> **Brief**: Search the data for the string "image" and copy each line in which it appears.

┏━━

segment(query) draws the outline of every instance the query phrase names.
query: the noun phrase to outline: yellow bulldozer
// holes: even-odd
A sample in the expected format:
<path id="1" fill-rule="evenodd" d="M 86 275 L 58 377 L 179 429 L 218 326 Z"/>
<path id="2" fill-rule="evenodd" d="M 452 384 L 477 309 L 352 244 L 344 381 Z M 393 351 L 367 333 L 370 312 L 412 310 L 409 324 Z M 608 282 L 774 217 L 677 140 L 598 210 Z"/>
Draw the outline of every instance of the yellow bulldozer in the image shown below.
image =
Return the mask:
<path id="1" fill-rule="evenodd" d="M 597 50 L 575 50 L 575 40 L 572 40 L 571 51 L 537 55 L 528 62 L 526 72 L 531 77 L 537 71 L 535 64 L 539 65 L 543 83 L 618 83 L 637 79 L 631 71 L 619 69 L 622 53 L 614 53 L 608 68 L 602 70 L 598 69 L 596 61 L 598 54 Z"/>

┗━━

> **Answer box**:
Draw the outline of every instance of the yellow bulldozer in the image shown below.
image =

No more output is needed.